§ **Page text**:
This week’s event was the monthly showcase for upcoming talent: ‘Nightfish’. It was a mix of genres spanning from Americana to Punk-edged Rock n’ Roll.
First up were indie rockers ‘Viyellas’, who are relatively new to the Nottingham gig circuit having only formed 6 months ago after finding each other through ‘joinmyband’. The set is based around the song-writing talents of frontman Josh Hart and swirling guitar leads of Will Lomas, both of which are perfectly complemented by the rhythm section of bassist Kian Irwin and drummer Joe Newton. The band’s sound is reminiscent of the guitar-band revival that occurred in the early 2000’s, which is when the members would’ve been growing up, seeing as they’re all only 17 years old. Think of a mix between ‘The Libertines’ and ‘Catfish & the Bottlemen’, whilst the vocals have an Alex Turner-quality to them and you’ve got the ‘Viyellas’ sound.
Their set kicks off with ‘Lines’, an exercise in punchy power chords and a chance for bassist Kian to show off his slap-bass technique – watch out Flea. Next up is ‘Papers’ (mistakenly heard as Papal/PayPal – a future ode to the online banking of his holiness maybe?) which features an introductory riff that would be perfect for a future ‘FIFA’ game’s soundtrack. The steady drumbeat and circular riff is reminiscent of early ‘Arctic Monkeys’, before they got into Dr. Dre and the girl-group harmonies heard on ‘AM’. The centre-point of their set is ‘Song 22’, which is fitting as they’re hoping to release as a début single later this year. The song features a ‘Nirvana-esque’ rhythm in the power chords as well as the bass-centric verse, allowing the lead guitar to weave in and out of the vocals and for the rhythm guitar to have extra punch when it returns for the chorus. The backing vocals and mass-sing along heard make ‘Song 22’ a perfect début single for the band. The Southbank seemed to be the perfect venue for their brand of lad-based indie rock and the crowd seemed to agree, with some even turning away from the football to focus on the music instead.

§ **Problems and tasks**:
**a.** In the gig review, how did the members of the Viyellas find each other?
**b.** List every member of the Viyellas named in the gig review.

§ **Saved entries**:
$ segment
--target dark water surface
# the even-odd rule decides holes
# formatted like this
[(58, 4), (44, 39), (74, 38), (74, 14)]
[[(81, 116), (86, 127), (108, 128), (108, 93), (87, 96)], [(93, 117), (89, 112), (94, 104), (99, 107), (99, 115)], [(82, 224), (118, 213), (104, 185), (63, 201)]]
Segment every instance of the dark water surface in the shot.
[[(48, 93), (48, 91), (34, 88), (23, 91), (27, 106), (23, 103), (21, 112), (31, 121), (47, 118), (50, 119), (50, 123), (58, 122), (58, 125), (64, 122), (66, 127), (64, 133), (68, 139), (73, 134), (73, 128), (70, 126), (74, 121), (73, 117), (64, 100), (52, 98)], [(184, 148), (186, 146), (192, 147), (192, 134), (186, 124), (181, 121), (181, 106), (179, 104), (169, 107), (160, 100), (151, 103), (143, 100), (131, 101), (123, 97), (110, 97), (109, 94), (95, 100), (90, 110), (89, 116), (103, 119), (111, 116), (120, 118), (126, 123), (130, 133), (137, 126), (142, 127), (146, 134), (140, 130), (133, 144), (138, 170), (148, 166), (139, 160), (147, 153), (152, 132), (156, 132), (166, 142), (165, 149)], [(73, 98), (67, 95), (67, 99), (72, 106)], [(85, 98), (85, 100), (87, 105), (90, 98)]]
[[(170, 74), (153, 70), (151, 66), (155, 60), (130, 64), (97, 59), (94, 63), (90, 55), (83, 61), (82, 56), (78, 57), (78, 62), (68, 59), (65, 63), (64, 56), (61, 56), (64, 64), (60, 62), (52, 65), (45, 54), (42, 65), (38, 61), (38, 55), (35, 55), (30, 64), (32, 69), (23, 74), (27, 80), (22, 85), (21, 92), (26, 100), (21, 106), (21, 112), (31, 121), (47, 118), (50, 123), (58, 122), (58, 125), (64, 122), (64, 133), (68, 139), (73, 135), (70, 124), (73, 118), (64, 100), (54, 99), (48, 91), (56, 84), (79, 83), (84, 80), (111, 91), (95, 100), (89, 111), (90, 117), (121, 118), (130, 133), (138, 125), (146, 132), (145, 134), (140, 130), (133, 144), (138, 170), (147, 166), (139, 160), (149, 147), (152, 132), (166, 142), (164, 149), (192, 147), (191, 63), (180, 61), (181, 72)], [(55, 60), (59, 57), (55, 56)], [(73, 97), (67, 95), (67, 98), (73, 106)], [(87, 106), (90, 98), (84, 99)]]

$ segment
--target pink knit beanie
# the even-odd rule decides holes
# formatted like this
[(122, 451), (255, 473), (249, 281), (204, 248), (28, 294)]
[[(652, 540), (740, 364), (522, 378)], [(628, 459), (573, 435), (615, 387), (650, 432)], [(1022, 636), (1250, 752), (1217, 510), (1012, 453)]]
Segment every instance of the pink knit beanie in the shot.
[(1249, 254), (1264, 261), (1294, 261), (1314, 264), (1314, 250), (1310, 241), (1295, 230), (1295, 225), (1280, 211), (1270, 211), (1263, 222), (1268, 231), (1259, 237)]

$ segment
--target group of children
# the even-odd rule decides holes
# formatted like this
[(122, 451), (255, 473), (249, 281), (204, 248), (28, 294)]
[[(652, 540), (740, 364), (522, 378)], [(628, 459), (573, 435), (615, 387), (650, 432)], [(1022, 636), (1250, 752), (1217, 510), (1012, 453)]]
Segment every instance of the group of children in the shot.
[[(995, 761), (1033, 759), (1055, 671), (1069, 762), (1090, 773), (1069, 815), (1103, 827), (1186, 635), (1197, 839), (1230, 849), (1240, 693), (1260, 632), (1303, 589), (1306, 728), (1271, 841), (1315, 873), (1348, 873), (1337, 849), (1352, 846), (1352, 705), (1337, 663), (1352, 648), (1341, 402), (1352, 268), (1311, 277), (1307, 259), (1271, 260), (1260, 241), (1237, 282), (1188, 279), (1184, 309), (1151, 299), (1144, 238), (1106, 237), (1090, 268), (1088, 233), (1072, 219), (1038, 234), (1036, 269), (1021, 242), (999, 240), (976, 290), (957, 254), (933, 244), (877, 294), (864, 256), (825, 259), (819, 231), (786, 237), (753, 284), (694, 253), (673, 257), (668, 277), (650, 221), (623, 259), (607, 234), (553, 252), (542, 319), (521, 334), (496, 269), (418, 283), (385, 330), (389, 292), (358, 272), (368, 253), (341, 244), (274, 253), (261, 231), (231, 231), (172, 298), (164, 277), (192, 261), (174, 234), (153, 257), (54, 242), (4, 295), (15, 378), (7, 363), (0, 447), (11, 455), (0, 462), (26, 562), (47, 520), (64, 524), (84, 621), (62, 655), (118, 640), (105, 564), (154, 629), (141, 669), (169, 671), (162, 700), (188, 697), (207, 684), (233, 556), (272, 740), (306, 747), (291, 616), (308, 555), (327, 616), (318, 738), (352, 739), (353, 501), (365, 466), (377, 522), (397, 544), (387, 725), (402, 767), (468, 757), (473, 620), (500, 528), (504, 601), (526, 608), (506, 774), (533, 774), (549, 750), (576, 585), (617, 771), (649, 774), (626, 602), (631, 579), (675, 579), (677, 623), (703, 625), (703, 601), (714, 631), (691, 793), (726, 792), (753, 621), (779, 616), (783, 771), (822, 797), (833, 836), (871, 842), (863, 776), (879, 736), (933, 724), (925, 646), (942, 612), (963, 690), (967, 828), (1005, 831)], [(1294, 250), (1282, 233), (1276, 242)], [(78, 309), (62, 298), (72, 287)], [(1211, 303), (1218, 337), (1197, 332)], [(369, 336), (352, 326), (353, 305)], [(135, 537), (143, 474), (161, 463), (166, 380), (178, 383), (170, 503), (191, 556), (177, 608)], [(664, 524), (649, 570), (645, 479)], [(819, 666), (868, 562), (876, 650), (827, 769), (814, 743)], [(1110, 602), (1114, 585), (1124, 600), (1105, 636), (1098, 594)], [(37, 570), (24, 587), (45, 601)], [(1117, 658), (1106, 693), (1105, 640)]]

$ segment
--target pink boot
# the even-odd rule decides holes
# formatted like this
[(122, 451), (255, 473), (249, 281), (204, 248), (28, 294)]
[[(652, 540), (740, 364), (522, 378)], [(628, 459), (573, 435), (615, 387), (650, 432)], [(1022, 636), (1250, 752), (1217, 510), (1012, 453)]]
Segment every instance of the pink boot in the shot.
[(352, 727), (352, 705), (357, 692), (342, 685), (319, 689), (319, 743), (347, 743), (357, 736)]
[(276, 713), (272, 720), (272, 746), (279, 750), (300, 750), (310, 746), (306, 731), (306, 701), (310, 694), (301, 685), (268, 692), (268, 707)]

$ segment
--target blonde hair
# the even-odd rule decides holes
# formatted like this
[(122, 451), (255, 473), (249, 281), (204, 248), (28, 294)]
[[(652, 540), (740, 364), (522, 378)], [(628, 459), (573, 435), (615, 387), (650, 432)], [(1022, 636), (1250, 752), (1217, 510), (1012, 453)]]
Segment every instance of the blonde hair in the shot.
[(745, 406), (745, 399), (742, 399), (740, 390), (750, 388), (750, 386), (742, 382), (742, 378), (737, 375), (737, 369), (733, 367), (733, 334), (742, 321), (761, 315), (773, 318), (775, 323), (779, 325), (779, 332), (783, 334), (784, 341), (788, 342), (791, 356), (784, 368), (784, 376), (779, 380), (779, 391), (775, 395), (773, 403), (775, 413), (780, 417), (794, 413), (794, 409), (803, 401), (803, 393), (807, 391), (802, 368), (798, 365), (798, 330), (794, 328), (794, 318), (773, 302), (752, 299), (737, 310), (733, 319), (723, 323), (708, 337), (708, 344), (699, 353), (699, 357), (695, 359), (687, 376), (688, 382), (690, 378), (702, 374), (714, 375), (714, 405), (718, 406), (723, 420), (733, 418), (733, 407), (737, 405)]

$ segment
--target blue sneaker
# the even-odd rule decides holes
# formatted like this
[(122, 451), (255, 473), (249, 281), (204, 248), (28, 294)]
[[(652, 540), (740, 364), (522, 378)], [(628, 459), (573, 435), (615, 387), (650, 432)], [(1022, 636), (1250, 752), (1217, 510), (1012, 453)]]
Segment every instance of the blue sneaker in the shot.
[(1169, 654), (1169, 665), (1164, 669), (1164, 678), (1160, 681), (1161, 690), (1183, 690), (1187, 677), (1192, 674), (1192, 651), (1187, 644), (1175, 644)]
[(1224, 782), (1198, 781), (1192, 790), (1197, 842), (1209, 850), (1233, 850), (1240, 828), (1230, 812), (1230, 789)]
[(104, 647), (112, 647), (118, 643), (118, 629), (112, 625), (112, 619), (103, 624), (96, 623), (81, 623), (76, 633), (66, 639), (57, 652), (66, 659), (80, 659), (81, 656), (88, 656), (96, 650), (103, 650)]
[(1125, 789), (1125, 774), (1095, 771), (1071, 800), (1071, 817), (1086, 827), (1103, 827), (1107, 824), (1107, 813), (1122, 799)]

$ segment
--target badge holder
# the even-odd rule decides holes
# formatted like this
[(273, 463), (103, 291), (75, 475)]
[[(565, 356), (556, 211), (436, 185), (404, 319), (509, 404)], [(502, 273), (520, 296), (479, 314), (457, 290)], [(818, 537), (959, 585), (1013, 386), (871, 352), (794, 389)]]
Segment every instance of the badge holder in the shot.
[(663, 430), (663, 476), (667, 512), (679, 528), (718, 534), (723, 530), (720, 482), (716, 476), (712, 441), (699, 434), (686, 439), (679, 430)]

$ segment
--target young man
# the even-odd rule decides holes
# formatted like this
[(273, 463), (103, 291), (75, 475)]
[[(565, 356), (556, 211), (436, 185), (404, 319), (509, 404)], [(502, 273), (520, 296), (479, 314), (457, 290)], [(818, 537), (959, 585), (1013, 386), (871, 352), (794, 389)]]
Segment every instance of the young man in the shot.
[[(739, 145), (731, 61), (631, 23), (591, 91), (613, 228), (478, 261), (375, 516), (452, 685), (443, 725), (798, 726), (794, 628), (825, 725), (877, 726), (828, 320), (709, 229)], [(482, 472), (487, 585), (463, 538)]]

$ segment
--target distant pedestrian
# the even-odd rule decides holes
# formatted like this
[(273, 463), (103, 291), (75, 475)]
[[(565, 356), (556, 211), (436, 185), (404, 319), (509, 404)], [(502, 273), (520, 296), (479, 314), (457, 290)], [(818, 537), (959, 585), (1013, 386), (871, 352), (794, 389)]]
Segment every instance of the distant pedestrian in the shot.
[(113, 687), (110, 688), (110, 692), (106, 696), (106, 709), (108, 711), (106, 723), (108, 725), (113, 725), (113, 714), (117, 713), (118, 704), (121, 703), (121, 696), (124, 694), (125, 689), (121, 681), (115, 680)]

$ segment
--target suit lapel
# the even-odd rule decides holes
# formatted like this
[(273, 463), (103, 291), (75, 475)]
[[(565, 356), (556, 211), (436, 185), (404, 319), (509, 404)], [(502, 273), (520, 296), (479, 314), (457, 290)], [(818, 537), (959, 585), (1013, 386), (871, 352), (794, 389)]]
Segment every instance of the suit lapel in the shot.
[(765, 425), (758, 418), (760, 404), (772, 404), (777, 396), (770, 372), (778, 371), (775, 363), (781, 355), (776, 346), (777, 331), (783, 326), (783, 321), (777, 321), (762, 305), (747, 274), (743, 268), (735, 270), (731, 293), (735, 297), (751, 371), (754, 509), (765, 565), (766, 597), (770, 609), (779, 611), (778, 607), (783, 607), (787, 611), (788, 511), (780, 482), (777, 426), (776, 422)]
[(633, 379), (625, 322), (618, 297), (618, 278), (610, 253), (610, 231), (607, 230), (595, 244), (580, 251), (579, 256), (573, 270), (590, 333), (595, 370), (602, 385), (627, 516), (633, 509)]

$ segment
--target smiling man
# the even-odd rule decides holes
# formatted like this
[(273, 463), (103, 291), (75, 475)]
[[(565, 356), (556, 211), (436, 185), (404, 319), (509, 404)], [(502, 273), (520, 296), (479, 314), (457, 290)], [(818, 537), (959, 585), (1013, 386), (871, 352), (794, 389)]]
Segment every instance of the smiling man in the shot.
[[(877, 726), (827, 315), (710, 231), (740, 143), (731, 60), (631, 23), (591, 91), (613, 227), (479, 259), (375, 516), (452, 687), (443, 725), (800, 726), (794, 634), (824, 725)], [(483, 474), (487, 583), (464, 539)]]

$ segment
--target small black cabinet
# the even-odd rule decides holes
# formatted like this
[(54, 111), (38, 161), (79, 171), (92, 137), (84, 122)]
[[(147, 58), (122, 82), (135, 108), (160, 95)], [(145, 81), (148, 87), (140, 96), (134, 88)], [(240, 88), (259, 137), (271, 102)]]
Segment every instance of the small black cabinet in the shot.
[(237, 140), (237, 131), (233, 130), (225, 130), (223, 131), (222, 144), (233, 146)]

§ **Solution set**:
**a.** They found each other through 'joinmyband'.

**b.** Josh Hart, Will Lomas, Kian Irwin, Joe Newton